Remember how Auckland’s drinking water supplier Watercare applied to take water from the Waikato River?

Everyone deserves access to fresh, clean drinking water.
Everyone deserves access to fresh, clean drinking water.

You’d think supplying 1.6 million people and 40,000 businesses with drinking water during a dry year—and the Covid crisis—would be a priority. But recent documents we uncovered show that Watercare is 113th in the queue for Waikato’s water.

What’s even more surprising is that two large dairy farms, ahead of Watercare in the queue, want to take enough water from the Waikato River to supply nearly half the population of Auckland.

One applicant has applied to take 90 million litres a day for irrigation, and the other applied to take 71 million litres a day. You can see all the applicants in line ahead of Watercare here.

In comparison, Auckland’s residents and businesses, including nearly 30,000 farmers and people living on lifestyle blocks, use about 400 million litres of water a day.

Kiwis shouldn’t have to compete with big industrial dairying businesses to be able to get the water they need for drinking, cooking and washing. This is yet another example of the scale of the environmental impact of industrial dairying.

What happens with that water after its done its dash in those centre pivot irrigators? We’ve seen the impact that industrial dairying has on our waterways: from Lake Ellesmere to Lake Horowhenua, from the Selwyn River to the Waikato. Our fave summer swimming spots have ended up choked with slime and algae.

Saved data entries

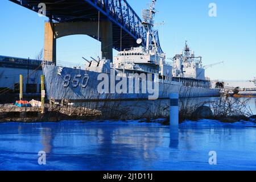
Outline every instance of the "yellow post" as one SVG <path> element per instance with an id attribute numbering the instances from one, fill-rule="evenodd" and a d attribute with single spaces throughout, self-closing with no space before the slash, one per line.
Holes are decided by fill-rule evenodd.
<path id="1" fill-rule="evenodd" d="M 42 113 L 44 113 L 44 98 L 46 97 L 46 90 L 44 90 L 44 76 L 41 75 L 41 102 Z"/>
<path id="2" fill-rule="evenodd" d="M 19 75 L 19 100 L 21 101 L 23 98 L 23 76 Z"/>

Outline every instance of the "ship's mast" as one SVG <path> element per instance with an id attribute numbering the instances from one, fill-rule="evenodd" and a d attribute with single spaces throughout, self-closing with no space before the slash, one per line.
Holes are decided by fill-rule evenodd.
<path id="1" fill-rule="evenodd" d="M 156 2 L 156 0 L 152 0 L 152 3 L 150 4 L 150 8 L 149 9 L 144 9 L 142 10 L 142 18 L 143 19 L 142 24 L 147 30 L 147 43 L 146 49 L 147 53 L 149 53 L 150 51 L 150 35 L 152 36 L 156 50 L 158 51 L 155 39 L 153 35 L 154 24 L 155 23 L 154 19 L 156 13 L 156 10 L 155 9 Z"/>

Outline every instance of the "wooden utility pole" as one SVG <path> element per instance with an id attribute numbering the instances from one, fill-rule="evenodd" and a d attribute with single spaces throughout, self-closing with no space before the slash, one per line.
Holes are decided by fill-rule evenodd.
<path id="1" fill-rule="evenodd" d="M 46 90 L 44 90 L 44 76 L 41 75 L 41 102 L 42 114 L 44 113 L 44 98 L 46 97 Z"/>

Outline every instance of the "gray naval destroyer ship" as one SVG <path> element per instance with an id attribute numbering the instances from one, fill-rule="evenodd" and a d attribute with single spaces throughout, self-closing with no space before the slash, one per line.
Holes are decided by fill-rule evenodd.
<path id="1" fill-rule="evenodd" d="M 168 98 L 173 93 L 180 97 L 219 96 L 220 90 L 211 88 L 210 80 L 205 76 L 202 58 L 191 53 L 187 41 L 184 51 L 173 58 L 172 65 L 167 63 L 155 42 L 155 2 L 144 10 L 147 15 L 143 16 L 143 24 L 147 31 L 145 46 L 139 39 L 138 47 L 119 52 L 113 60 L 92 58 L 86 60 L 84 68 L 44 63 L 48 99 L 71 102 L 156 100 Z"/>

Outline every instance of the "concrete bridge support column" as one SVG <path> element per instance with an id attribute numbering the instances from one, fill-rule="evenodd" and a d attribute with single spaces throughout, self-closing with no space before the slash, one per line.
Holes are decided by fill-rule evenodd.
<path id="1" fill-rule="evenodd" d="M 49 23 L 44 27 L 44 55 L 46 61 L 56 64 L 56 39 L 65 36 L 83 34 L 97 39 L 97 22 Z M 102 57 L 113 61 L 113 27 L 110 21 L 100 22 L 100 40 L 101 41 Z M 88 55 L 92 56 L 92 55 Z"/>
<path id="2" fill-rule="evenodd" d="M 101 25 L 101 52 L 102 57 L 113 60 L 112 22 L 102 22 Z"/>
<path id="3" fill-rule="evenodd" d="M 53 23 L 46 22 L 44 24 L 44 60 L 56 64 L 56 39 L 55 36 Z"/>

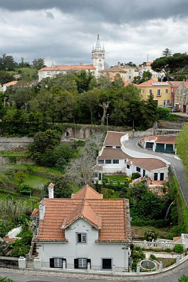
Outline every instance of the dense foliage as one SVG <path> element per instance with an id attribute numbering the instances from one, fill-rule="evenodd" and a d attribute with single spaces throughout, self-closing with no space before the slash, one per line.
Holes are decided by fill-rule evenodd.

**Task brief**:
Rewrite the Watercare text starting with "In comparison, Auckland’s" and going on through "of industrial dairying.", putting "households" in place of "residents".

**Response box**:
In comparison, Auckland’s households and businesses, including nearly 30,000 farmers and people living on lifestyle blocks, use about 400 million litres of water a day.

Kiwis shouldn’t have to compete with big industrial dairying businesses to be able to get the water they need for drinking, cooking and washing. This is yet another example of the scale of the environmental impact of industrial dairying.